Excerpts from a location annotation dataset:

========

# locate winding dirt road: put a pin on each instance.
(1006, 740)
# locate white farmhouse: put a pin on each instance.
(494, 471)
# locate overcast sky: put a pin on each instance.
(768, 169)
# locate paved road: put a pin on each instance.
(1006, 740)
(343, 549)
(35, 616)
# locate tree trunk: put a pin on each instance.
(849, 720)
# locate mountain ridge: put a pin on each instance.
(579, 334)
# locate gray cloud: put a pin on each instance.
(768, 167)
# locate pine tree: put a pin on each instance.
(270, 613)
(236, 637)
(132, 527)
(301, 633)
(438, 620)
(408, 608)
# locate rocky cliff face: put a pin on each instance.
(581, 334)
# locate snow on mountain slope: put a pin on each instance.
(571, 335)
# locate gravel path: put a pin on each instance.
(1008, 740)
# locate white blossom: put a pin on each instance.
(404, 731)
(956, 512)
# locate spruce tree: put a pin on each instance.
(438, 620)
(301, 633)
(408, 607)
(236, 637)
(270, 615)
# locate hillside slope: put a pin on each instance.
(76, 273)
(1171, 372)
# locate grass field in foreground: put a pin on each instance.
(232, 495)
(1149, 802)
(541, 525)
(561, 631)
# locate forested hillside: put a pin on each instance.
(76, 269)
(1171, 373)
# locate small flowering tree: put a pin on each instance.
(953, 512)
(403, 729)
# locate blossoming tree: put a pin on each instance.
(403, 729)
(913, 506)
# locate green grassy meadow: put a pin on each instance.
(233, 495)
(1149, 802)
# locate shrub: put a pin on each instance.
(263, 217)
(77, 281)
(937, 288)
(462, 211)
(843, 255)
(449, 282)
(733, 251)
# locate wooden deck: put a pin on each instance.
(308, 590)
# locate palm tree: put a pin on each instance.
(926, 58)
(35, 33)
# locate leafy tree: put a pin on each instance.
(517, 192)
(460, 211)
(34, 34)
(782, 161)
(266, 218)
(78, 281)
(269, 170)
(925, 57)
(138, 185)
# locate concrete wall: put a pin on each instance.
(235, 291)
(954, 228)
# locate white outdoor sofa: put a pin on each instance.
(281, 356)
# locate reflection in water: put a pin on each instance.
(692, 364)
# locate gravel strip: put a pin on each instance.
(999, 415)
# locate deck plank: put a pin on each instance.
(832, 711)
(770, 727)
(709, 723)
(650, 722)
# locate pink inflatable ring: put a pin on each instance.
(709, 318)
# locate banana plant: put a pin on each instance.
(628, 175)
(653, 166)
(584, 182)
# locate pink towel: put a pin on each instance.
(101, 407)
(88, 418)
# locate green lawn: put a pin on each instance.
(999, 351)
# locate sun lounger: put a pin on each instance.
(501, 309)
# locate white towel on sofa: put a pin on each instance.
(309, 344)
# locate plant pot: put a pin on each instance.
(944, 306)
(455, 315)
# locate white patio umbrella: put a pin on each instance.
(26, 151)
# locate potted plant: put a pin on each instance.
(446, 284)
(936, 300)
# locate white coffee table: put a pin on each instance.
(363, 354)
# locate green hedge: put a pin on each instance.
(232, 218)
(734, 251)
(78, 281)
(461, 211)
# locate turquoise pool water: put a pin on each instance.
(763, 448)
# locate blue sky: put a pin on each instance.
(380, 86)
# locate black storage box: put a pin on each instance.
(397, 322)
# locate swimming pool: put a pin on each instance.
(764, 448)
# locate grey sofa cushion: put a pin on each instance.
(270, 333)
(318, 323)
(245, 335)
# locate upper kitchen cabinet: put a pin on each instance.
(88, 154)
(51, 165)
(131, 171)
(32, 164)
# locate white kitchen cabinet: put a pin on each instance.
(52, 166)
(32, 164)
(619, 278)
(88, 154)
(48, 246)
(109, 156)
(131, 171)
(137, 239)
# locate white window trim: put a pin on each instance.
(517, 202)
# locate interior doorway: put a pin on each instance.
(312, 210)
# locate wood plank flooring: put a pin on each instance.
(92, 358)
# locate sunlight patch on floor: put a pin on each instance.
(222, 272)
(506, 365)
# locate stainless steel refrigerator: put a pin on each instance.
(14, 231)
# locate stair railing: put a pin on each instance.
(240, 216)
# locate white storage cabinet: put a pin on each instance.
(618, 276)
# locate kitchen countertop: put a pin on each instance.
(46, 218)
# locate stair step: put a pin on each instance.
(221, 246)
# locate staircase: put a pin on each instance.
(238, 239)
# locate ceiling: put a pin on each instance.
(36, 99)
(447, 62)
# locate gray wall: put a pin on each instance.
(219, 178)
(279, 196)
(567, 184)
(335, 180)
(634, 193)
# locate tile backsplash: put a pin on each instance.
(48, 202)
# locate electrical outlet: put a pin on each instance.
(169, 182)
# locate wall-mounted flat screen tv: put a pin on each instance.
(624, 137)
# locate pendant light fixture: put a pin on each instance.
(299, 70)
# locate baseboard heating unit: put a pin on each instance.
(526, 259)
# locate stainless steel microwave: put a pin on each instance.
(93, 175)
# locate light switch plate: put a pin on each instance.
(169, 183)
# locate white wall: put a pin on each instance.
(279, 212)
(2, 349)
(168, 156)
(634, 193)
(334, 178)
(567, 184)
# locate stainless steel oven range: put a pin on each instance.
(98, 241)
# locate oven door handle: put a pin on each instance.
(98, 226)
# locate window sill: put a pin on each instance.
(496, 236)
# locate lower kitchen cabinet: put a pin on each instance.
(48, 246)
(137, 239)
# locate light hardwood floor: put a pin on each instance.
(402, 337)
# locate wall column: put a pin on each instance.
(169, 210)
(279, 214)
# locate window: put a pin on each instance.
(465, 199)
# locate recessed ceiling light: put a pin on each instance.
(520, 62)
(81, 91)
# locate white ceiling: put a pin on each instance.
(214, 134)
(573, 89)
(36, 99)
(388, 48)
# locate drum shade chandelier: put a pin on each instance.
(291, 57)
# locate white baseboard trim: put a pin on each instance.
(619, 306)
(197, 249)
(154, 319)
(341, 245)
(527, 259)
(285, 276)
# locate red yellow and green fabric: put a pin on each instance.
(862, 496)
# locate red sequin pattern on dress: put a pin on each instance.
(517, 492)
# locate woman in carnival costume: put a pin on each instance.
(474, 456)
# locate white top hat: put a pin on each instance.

========

**Written problem:** Set out the stretch of the material from the line containing "# locate baseboard" through its end as a Markdown table with the columns Row and Line, one line per row and blank lines omitted.

**The output:**
| Row | Line |
|---|---|
| 1 | # locate baseboard heating unit: put a pin on each instance. |
| 2 | (526, 259) |
| 3 | # locate stainless steel microwave: put a pin on each instance. |
| 4 | (93, 175) |
| 5 | # locate light switch plate: put a pin on each instance. |
| 6 | (169, 183) |
| 7 | # locate white wall: put a pin on each instance. |
| 8 | (279, 212) |
| 9 | (2, 349) |
| 10 | (168, 156) |
| 11 | (634, 193) |
| 12 | (334, 178) |
| 13 | (567, 184) |
| 14 | # locate stainless steel oven range: put a pin on each instance. |
| 15 | (98, 241) |
| 16 | # locate oven door handle: put a pin on each instance. |
| 17 | (98, 226) |
| 18 | # locate window sill: put a pin on each instance. |
| 19 | (496, 236) |
| 20 | # locate lower kitchen cabinet: put a pin on each instance. |
| 21 | (48, 246) |
| 22 | (137, 239) |
| 23 | # locate light hardwood floor: put a pin on each instance. |
| 24 | (402, 337) |
| 25 | # locate wall column: put a pin on each instance. |
| 26 | (169, 210) |
| 27 | (279, 214) |
| 28 | # locate window: put a pin on each instance. |
| 29 | (465, 199) |
| 30 | # locate recessed ceiling light: put a pin on each instance. |
| 31 | (520, 62) |
| 32 | (81, 91) |
| 33 | # locate white ceiling: put a pin on each instance. |
| 34 | (214, 134) |
| 35 | (573, 89) |
| 36 | (36, 99) |
| 37 | (388, 48) |
| 38 | # locate drum shade chandelier: put a pin on each instance. |
| 39 | (291, 57) |
| 40 | # locate white baseboard trim: put a pin on each instance. |
| 41 | (619, 306) |
| 42 | (197, 249) |
| 43 | (154, 319) |
| 44 | (341, 245) |
| 45 | (527, 259) |
| 46 | (285, 276) |
| 47 | # locate red yellow and green fabric: put a pin on each instance. |
| 48 | (862, 496) |
| 49 | # locate red sequin pattern on dress: put a pin on each instance. |
| 50 | (517, 492) |
| 51 | # locate woman in carnival costume: put a pin on each instance. |
| 52 | (474, 456) |
| 53 | # locate white top hat: put a pin on each instance. |